__PROVIDED TEXT__.
For content moderation, the solution that moderators assigned to a pleebbit will simply delete violating content does not seems scalable. I would recommend you to check out Vitalik’s post on using prediction market to scale content curation. I am also developing a platform that uses prediction markets for content curation, and I believe should a good way to test such a system with real users. Would love to collaborate on this!
Also, I believe it’s unnecessary to have sybil resistance in social networking platform. Rather a well defined reputation signalling system, good content moderation, and use of something like micro transactions for spam protection should be a good starting point.

It is effective in the context of preventing an attacker from DDOSing a P2P network, which is what it’s used for here. Blocking IPs is how all P2P networks prevent DDOS.

We already know it’s scalable, It’s how Reddit, 4chan, Telegram groups and Facebook groups work. Moderators are not assigned by the creator of Plebbit. Just like on Reddit, anyone can make their own subplebbit without asking permission from anyone, and then assign their own moderators. It is infinitely scalable.

Using captchas over peer-to-peer pubsub is a superior solution than “pay to post”. “Pay to post” has 3 insurmountable problems:

  1. If the amount to post is too small, like less than 1c, spammers will simply pay it and absorb the cost.

__TASK DETAILS__.
Please rewrite the part of the discussion that opens with "Also, I believe" and closes with "good starting point.", changing "micro transactions" to "small payments". The listing below isn't needed for this work.

__SUPPLIED ENTRIES__.

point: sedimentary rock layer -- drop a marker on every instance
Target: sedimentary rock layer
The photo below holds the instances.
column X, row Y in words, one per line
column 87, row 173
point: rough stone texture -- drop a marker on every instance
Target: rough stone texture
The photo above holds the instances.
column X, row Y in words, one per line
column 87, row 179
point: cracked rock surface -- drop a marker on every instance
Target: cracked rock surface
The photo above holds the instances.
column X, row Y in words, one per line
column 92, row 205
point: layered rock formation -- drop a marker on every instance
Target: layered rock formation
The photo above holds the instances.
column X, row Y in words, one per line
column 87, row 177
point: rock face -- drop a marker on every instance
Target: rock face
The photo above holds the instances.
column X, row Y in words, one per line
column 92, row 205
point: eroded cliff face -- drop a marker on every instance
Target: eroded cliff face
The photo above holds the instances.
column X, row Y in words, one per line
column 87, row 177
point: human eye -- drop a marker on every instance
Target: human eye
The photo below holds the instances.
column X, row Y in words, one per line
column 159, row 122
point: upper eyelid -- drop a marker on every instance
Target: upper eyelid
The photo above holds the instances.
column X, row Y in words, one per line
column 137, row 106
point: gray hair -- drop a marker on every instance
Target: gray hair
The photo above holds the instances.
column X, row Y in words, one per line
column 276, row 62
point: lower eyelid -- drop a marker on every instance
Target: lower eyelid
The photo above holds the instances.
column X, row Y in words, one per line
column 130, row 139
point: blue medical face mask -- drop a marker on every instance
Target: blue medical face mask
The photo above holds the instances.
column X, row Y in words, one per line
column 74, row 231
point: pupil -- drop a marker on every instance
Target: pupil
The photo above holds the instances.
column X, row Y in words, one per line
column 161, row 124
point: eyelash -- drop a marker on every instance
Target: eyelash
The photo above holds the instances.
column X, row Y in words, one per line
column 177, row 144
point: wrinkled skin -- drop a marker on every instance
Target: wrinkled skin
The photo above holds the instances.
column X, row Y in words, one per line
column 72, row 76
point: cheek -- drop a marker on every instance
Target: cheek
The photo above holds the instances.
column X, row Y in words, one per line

__REPLY TO THE EXERCISE__.
Also, I believe it’s unnecessary to have sybil resistance in social networking platform. Rather a well defined reputation signalling system, good content moderation, and use of something like small payments for spam protection should be a good starting point.